EXERCISE TASK: Write out the material exactly, from its first line down to and including the line that contains "[110,58,140,115]". Include nothing past that line.
────────────────────
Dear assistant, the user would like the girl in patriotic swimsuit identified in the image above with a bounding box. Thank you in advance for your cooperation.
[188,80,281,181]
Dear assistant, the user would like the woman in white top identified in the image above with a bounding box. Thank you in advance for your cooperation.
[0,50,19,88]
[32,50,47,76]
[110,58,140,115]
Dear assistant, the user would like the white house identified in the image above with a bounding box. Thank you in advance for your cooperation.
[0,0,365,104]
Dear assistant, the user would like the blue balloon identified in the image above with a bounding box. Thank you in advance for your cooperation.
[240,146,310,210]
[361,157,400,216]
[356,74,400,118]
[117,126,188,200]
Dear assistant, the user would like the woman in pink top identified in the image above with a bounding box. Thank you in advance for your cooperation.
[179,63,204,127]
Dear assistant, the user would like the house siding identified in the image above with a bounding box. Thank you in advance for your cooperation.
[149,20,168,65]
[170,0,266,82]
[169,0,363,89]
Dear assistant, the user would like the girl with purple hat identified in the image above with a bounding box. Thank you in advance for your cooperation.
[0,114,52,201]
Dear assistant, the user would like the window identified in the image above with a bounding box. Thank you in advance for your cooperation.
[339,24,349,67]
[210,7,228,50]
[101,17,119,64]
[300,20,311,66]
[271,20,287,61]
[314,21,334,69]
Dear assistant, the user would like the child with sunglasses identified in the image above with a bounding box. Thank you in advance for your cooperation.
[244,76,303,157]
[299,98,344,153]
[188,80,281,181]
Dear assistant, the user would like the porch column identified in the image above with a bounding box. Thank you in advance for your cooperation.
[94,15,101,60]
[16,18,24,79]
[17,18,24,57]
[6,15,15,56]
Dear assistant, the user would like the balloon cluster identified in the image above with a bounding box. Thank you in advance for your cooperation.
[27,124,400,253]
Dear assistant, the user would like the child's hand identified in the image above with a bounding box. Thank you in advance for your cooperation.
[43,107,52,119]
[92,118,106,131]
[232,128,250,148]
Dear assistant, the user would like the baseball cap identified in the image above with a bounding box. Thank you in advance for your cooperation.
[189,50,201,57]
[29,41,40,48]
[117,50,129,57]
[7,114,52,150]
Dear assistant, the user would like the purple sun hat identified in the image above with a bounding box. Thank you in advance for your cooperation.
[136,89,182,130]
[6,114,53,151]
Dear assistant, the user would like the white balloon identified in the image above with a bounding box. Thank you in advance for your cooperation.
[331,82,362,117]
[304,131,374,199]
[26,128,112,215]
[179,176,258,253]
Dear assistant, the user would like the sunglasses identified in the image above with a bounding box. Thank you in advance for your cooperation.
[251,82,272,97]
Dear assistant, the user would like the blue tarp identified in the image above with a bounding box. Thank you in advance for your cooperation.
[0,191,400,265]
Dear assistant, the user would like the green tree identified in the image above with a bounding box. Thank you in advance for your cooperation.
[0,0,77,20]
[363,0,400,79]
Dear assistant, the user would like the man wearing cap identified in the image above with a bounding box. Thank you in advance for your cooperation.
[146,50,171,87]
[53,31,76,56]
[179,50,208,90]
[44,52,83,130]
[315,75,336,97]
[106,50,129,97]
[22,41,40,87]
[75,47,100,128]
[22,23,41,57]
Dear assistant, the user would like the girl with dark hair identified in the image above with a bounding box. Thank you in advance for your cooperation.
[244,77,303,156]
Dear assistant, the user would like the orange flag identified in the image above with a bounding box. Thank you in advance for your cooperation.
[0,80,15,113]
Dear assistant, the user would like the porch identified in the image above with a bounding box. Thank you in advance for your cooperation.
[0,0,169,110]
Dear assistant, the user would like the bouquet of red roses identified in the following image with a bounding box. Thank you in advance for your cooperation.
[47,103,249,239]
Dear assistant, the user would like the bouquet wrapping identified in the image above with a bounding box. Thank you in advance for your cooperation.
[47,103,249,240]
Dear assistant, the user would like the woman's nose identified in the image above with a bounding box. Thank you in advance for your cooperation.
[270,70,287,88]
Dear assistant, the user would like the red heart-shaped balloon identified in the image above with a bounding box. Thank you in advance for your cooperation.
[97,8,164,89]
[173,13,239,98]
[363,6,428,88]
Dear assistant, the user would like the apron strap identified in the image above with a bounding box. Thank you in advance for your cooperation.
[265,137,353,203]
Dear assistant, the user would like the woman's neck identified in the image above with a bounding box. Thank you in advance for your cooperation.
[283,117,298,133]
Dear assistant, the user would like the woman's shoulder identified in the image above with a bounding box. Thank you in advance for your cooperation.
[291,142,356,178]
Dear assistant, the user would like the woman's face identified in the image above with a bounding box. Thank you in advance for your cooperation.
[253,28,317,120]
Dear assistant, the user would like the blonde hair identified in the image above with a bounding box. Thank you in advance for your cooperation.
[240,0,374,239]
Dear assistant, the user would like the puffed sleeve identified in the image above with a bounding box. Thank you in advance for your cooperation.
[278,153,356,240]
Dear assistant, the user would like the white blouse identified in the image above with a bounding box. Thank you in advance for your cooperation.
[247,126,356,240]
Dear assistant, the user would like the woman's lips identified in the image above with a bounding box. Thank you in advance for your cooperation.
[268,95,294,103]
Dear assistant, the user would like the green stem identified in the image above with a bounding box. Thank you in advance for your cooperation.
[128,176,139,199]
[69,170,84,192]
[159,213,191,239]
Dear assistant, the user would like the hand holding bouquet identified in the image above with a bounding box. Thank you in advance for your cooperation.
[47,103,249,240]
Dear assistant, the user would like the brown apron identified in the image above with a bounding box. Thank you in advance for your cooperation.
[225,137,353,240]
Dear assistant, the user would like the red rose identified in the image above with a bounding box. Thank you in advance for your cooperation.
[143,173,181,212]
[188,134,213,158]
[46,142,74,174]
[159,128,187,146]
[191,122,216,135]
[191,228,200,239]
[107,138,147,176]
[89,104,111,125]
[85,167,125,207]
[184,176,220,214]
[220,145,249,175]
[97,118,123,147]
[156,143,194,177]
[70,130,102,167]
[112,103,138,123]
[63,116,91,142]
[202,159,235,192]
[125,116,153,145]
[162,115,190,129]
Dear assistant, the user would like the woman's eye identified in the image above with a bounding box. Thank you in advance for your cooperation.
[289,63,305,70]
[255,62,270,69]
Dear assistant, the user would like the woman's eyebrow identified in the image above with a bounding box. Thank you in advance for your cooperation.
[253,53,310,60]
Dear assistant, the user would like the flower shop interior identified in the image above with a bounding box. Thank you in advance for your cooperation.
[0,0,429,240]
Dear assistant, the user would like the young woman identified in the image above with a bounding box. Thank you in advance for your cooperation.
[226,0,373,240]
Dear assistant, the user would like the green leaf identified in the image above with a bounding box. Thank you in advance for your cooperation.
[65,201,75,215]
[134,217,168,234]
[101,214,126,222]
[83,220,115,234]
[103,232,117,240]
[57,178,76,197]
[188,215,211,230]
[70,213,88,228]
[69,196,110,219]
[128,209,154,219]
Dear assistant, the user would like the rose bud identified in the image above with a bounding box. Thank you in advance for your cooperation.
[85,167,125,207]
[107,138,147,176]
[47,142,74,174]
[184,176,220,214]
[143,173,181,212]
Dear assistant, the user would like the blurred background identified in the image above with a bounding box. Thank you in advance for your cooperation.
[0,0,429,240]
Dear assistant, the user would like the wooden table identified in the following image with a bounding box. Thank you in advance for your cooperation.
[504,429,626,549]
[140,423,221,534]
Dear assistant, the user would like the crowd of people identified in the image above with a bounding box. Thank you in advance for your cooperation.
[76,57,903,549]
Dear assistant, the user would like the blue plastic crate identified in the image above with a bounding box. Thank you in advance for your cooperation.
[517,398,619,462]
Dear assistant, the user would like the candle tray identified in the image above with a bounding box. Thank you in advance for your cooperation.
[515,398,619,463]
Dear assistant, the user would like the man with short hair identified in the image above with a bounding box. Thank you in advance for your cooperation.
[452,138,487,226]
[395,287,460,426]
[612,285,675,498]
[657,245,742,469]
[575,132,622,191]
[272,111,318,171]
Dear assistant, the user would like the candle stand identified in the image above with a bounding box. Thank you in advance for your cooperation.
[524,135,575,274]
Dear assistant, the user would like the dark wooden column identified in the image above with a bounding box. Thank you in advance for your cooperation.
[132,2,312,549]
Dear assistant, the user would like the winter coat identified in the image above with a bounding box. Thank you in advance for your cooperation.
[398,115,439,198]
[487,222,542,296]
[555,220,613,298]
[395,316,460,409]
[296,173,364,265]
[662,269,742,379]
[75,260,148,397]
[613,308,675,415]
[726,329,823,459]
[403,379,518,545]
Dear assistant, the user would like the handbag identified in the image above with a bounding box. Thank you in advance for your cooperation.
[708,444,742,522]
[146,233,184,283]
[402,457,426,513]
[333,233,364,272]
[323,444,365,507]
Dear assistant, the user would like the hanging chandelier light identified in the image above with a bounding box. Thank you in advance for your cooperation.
────────────────────
SOLUTION TO THE EXERCISE:
Dear assistant, the user would like the girl in patriotic swimsuit identified in the image above with a bounding box. Thank you in advance for your cooperation.
[188,80,281,181]
Dear assistant, the user would like the woman in white top identified in the image above with a bounding box. Thank you in advance for your cooperation.
[0,50,19,88]
[32,50,47,76]
[110,58,140,115]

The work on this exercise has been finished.